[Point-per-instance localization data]
☆ ☆ ☆ ☆

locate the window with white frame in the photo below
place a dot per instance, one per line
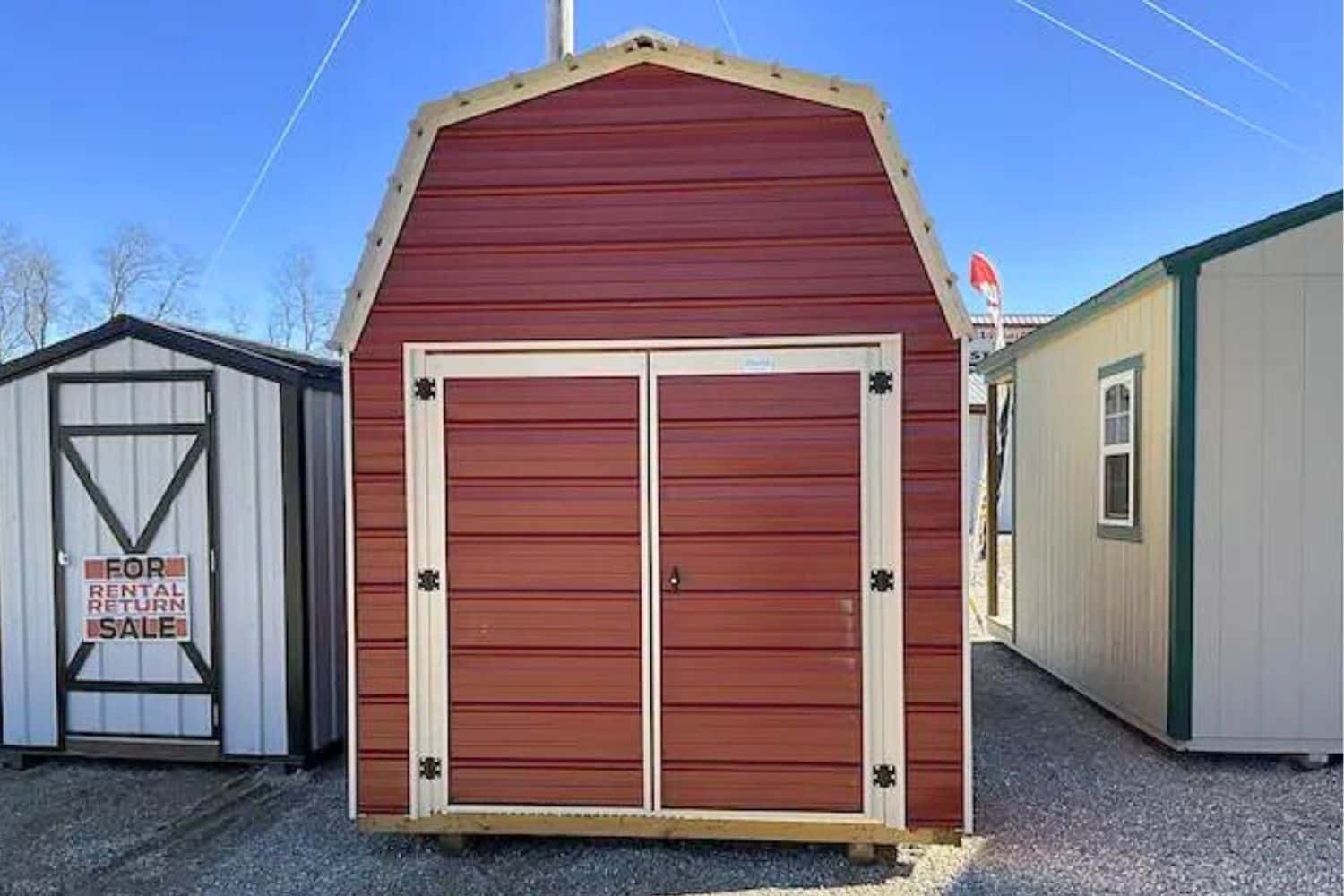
(1118, 444)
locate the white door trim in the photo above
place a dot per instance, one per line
(882, 541)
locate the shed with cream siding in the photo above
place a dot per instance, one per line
(1211, 616)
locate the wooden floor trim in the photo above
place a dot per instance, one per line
(653, 826)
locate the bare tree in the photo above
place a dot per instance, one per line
(31, 285)
(169, 296)
(128, 261)
(238, 319)
(303, 309)
(137, 273)
(11, 306)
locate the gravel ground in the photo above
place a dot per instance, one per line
(1070, 801)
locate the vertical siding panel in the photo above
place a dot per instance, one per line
(1093, 610)
(1241, 560)
(241, 575)
(271, 605)
(1210, 401)
(26, 587)
(1282, 335)
(1268, 583)
(325, 564)
(1322, 684)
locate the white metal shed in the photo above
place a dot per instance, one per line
(171, 554)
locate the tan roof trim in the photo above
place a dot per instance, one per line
(648, 47)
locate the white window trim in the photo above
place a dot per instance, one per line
(1128, 447)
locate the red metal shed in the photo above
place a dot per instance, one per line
(656, 401)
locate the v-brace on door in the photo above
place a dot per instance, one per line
(131, 495)
(658, 582)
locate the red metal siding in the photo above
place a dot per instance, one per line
(746, 538)
(524, 694)
(648, 204)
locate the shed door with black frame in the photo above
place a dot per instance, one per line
(131, 482)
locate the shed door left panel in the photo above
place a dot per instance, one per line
(543, 505)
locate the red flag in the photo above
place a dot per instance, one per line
(984, 280)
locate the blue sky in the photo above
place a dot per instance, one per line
(1062, 163)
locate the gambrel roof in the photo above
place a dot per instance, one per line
(639, 47)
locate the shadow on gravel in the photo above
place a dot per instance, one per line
(1073, 799)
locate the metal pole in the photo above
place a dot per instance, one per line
(992, 498)
(559, 29)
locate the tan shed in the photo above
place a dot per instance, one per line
(1176, 544)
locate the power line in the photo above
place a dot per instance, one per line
(1228, 51)
(1163, 78)
(280, 142)
(733, 35)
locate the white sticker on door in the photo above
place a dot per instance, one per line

☆ ☆ ☆ ☆

> [ASSIGNMENT] Lines from the one containing "locate the v-brace on door in the photo above" through the last line of the records, both included, are the only ones to print, each exactly as it is.

> [TASK RESPONSE]
locate the v-brace on door in the photo above
place a dot per instance, one per line
(131, 495)
(658, 582)
locate the red metal siding in the photo above
place a dot per instance, one per line
(746, 538)
(524, 694)
(648, 204)
locate the shed door with black frame in the photo above
place a dot per instance, one per line
(131, 482)
locate the shed door left panel in the photo above
place a dot per instance, one per line
(543, 505)
locate the red flag in the photo above
place a dot per instance, one per line
(984, 280)
locate the blue sky in the photo above
place a dot per instance, one per line
(1062, 163)
locate the gambrel roof in the photo above
place a dot per instance, one per line
(639, 47)
locate the shadow on gravel in the photo above
place a dot per instance, one per line
(1073, 799)
locate the metal pole in the photo above
place a dot per instance, one per line
(992, 498)
(559, 29)
locate the tan shed in the photo above
place a dot per instance, one per line
(1176, 544)
locate the power line in the photo above
place a dot per instance, one per line
(1228, 51)
(1163, 78)
(280, 142)
(733, 35)
locate the white sticker on door in the photo above
place a dot per instance, one per line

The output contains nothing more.